▸ **Exercise brief**: Could you pull out the lines below from the line with "612, row 484." to the line with "column 441, row 230", both included, and reproduce them verbatim with nothing else?

##### Records for this exercise #####

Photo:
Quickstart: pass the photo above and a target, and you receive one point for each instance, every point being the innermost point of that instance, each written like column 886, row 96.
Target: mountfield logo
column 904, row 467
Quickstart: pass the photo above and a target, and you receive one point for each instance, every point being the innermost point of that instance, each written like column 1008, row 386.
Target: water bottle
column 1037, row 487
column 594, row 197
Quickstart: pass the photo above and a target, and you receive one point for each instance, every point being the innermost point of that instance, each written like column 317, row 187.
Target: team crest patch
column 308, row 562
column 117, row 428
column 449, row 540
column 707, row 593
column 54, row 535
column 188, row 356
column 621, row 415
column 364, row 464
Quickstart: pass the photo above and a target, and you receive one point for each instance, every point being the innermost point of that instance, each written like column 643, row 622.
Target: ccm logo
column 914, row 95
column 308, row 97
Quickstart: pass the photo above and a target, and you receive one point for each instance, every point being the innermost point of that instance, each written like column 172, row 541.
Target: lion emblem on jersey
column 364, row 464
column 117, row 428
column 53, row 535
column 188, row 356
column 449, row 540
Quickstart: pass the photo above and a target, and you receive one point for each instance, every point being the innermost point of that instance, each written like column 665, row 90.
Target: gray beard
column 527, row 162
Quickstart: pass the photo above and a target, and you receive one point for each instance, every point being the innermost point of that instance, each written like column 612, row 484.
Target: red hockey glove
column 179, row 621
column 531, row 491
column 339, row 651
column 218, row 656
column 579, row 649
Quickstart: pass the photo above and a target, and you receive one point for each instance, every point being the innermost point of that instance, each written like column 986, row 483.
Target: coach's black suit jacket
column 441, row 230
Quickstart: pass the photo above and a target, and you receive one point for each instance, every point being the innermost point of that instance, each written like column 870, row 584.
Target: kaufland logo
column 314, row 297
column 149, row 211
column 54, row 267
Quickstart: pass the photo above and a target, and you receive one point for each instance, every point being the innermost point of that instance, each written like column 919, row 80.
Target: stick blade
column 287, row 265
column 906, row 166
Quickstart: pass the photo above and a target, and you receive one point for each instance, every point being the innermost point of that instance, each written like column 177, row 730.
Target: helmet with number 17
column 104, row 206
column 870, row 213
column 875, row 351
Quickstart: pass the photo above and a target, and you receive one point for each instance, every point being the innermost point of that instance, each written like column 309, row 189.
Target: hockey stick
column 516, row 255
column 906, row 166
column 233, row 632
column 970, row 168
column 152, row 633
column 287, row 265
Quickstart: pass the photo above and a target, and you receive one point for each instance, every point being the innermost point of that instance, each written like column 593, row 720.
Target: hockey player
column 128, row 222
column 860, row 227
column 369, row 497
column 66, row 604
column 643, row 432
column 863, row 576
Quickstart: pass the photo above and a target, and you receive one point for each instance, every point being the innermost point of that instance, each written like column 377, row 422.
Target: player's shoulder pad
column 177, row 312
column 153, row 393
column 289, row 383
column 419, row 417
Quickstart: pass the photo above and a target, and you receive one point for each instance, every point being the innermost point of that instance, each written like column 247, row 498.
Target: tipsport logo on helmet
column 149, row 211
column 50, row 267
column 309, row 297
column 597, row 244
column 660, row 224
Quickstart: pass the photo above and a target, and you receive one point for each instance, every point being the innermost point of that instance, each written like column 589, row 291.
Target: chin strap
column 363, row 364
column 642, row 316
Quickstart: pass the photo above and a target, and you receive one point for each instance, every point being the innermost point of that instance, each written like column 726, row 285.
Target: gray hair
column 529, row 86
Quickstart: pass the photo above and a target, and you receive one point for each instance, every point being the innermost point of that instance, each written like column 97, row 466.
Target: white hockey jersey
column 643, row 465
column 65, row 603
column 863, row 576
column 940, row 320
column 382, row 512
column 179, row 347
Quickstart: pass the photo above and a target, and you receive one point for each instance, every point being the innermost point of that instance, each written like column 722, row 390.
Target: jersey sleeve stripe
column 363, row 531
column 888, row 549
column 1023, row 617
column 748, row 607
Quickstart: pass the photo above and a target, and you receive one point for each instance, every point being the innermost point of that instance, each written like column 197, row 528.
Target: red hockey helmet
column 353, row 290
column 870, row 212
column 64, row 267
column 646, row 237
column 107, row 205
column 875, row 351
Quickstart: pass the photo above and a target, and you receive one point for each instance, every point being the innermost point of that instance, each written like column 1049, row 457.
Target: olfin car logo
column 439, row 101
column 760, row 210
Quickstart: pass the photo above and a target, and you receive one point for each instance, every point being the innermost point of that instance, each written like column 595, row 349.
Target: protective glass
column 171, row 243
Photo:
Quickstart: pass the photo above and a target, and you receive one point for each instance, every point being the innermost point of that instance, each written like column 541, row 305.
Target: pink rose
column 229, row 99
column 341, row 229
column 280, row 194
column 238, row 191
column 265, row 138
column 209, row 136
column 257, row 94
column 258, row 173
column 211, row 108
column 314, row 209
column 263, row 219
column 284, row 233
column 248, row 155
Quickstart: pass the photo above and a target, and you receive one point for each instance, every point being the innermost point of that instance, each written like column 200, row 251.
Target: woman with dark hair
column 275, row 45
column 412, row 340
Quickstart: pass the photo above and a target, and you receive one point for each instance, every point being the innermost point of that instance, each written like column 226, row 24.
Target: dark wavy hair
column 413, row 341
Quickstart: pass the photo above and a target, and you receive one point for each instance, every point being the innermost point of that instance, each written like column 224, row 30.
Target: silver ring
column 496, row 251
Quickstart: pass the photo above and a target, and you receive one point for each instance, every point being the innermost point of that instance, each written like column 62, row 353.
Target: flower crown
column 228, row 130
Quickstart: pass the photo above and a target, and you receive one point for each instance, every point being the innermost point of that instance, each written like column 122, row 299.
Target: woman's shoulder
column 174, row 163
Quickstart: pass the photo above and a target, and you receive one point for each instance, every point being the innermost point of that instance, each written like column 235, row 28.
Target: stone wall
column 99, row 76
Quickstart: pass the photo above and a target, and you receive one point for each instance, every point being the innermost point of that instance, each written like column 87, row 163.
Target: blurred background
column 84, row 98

#####

▸ **Output of the exercise**:
Quickstart: pass the photo above and a target, and you receive one point for each instance, every point being the innermost point of that instance, each written like column 612, row 484.
Target: red hockey glove
column 179, row 621
column 531, row 491
column 339, row 651
column 218, row 656
column 579, row 649
Quickstart: pass the photo above and a target, and you receive one point for each instance, every point being the innermost point of that instance, each written like column 986, row 483.
Target: coach's black suit jacket
column 441, row 230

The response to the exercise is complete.